TRAVAIL DEMANDÉ | Écrivez la suite du texte sur la démocratie et l'avenir commun de la France et de l'Allemagne, en reprenant après sa dernière phrase.

EXTRAIT FOURNI |
◇ ◇ ◇ ◇ ◇
Enfin et surtout, il est impératif de réinventer la démocratie, qui montre des signes d’épuisement, comme en témoigne la montée des partis extrémistes dans les deux pays. C’est essentiel si les valeurs humanistes de l’Europe ne doivent pas seulement être proclamées dans de grands discours, mais si les Français et les Allemands veulent réellement les défendre en Europe et à travers le monde : aujourd’hui, nous observons clairement les compromis européens fragiles face à la Chine, aux pays arabes, ou à d’autres démocraties glissant vers un autoritarisme. Notre crédibilité s’érode. Comment rendre nos démocraties à nouveau agiles et réactives ? Comment réinventer la participation citoyenne à l’ère de l’intelligence artificielle et des réseaux sociaux ? Comment préserver la classe moyenne et puiser dans l’intelligence collective ? Comment nous protéger des désinformations, qui s’amplifieront avec l’émergence de grands modèles linguistiques ? Comment réinventer les élections et la démocratie représentative, en commençant par les élections européennes de 2024 ? Comment impliquer davantage la société civile pour trouver et mettre en œuvre des solutions, évitant ainsi un décalage grandissant entre le monde politique et les citoyens ? Comment repenser la fonction d’ambassadeur à Paris et à Berlin ? Comment recentrer la mission d’un État ou d’un Bund, perçus des deux côtés du Rhin comme ayant de moins en moins d’impact : le premier s’éparpille en tentant de tout gérer et finit par négliger ses véritables priorités ; le second est entravé par une structure extrêmement décentralisée, peinant à mettre en œuvre ses priorités, comme le montrent les retards en matière d’éducation ou de politique numérique ? Sécurité et défense ; éducation et compétences ; recherche et innovation : voilà les trois piliers sur lesquels la France et l’Allemagne pourraient bâtir un avenir commun.
◇ ◇ ◇ ◇ ◇
Lignes issues d'une source de données |
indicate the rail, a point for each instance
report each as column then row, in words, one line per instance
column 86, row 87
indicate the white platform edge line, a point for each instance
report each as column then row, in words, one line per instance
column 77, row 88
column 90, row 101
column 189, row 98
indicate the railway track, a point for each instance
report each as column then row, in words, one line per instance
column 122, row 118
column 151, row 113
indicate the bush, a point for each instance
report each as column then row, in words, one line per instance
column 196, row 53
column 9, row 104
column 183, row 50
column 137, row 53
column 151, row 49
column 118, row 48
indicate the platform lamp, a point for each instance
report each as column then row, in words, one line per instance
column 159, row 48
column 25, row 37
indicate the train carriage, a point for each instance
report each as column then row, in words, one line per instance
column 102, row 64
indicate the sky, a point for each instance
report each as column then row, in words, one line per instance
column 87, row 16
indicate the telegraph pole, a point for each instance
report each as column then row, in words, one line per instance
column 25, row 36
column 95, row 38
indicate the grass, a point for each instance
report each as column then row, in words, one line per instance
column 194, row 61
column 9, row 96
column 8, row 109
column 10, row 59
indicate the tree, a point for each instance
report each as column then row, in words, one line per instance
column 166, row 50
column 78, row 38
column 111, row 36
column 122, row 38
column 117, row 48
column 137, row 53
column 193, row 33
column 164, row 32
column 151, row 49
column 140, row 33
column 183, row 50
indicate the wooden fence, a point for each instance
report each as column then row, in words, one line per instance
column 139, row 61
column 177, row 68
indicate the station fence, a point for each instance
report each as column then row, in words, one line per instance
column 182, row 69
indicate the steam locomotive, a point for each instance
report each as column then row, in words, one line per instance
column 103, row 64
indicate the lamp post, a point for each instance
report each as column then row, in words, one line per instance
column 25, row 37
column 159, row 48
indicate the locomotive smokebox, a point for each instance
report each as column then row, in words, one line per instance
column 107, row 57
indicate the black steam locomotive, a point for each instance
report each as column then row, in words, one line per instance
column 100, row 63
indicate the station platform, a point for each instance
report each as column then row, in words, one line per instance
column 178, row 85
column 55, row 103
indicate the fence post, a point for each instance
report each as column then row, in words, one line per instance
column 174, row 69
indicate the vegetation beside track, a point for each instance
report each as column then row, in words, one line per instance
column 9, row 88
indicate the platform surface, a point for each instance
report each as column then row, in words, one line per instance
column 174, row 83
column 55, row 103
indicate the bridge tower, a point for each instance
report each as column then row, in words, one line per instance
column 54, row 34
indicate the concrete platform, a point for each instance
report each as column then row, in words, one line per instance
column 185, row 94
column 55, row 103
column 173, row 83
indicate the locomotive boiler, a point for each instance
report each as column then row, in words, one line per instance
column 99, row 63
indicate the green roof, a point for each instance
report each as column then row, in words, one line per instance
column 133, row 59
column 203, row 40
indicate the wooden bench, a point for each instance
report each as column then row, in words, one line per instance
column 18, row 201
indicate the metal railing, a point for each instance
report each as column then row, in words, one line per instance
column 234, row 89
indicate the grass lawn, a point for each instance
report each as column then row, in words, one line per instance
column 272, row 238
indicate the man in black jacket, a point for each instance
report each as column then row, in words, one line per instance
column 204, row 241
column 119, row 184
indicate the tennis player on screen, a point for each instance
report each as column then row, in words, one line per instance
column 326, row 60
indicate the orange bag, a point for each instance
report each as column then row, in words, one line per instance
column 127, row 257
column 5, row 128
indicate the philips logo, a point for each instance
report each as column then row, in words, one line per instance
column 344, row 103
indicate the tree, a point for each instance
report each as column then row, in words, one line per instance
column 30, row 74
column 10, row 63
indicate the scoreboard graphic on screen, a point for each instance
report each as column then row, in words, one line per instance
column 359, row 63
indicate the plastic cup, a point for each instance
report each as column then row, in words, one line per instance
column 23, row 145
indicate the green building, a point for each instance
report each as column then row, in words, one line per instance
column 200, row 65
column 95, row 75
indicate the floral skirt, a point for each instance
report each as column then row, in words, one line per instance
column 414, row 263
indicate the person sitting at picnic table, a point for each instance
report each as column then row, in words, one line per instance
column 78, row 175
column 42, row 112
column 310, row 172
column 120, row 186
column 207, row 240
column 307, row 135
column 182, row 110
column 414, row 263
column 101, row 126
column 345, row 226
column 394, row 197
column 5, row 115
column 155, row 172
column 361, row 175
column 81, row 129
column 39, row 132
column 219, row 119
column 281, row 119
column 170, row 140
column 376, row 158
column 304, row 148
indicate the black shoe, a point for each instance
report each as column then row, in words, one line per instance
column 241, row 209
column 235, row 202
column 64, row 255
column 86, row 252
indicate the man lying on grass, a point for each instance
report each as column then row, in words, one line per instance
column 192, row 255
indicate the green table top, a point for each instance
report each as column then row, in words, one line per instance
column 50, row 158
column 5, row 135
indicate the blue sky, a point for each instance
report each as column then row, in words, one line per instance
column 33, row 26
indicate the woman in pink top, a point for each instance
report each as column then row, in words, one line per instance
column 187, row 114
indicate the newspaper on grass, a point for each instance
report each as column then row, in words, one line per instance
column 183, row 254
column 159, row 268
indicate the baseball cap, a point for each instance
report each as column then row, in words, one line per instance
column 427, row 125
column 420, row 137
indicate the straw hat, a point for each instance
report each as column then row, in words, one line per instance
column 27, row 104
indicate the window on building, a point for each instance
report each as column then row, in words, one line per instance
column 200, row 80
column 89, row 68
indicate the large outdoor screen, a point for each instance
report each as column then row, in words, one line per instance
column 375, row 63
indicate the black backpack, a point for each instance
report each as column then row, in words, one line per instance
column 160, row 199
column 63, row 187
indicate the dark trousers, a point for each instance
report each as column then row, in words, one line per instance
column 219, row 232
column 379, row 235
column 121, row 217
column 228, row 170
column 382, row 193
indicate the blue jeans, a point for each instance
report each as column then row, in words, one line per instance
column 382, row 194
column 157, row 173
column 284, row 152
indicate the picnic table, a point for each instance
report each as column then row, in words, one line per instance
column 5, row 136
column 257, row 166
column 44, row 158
◇ ◇ ◇ ◇ ◇
RÉSULTAT OBTENU |
En bref, pour redonner de l’élan à la dynamique franco-allemande, les décideurs français et allemands pourraient lancer trois actions audacieuses, avec une implication maximale de la société civile : une initiative spéciale, à l’image des forces spéciales, pour définir les grandes priorités et plans stratégiques en géopolitique (notamment vis-à-vis de l’Afrique et de la Chine) ; un Rhin-Erasmus axé sur l’éducation et les compétences à l’ère de l’intelligence artificielle (avec une forte implication des Länder allemands) ; et quelques projets d’innovation disruptifs (biologie, fusion nucléaire, quantique ou IA) avec une méthodologie différente des projets classiques du BMBF (Ministère allemand de la Recherche) ou des opérateurs français (ANR, BPI, Caisse des Dépôts, ADEME) — pour multiplier nos chances de succès en explorant diverses approches.
Il ne s’agit pas de questions à confier à des commissions ou groupes d’experts qui ne produiraient qu’un simple rapport, mais d’une occasion de démontrer que la force du partenariat franco-allemand — sa diversité, et donc la richesse de sa compréhension du monde — demeure un facteur puissant de succès dans un XXIe siècle incertain et en constante évolution.